Exercise prompt: Exact reproduction required: the lines below from the line with "Target = sky" to the line with "Target = arched doorway", both ends included, and no others.

Dataset extract:
• • • •
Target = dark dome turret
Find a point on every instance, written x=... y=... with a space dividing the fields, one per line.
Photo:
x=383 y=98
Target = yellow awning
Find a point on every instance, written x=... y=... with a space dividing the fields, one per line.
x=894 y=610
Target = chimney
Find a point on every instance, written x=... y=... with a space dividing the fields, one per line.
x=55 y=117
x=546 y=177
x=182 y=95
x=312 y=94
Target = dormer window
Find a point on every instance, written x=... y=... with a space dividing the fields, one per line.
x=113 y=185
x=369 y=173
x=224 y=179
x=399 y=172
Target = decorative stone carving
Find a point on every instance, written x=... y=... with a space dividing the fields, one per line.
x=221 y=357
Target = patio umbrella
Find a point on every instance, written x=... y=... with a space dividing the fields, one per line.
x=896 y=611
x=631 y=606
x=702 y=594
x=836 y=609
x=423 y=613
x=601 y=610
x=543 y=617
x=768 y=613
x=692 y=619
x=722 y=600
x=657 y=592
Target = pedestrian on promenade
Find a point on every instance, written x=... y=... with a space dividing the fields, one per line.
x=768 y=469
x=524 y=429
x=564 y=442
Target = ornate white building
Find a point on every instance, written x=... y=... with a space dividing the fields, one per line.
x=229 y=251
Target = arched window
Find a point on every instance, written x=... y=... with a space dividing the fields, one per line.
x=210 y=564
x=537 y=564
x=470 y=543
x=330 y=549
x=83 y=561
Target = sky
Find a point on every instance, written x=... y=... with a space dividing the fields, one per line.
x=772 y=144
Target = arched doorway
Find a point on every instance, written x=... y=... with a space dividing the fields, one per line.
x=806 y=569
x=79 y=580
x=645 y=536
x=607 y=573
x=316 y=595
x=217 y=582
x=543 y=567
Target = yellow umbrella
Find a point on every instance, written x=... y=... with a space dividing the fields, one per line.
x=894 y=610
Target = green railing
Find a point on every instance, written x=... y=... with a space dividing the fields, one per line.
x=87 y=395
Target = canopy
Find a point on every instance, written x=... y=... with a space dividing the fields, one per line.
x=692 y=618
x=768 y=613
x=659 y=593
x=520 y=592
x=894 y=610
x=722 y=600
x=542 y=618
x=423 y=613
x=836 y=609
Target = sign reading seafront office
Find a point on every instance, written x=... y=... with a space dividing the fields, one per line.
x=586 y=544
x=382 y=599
• • • •
Final answer:
Target = sky
Find a point on every instance, written x=... y=... with a space dividing the fields, one per line.
x=772 y=144
Target = arched doorway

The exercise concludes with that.